# [What to produce]
Copy out the part of the records that begins with the line containing "Task: identify the rock" and runs through the end of the records, keeping every line unchanged.

# [Input]
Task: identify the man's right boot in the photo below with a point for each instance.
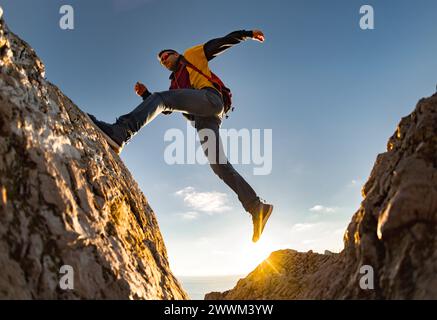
(115, 134)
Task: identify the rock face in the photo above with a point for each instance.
(394, 232)
(67, 199)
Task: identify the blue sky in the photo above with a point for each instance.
(331, 92)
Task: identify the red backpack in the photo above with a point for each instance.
(220, 86)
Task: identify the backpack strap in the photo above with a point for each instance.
(192, 66)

# [The answer]
Task: identify the rock face in the photo above with a point for each instance.
(394, 232)
(67, 199)
Task: identify the blue sky in the photo above with a point for each instance.
(331, 92)
Task: identify the red backpack in the photo above with a point for each instance.
(220, 86)
Task: identify the backpack strap in the photo above with a point for each instance.
(192, 66)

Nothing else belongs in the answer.